Source records:
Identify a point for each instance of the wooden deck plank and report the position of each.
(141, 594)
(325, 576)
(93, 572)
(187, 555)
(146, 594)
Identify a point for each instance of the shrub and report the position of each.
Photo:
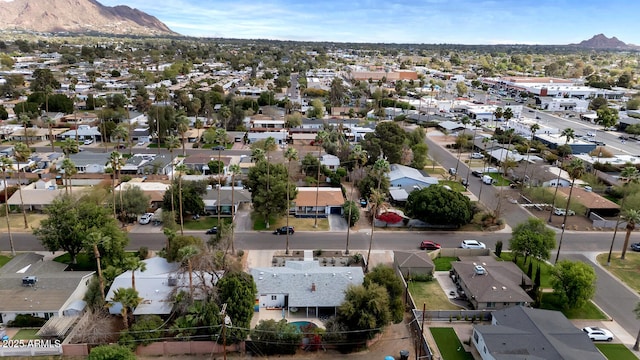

Task to carry out:
What you return should match the records line for line, minus the pictures.

Task answer:
Identify a point for each instance of the wooden deck plank and report the position of each.
(141, 594)
(325, 576)
(93, 572)
(187, 555)
(146, 594)
Identify a point for each instance of the shrub and report the position of each.
Photo:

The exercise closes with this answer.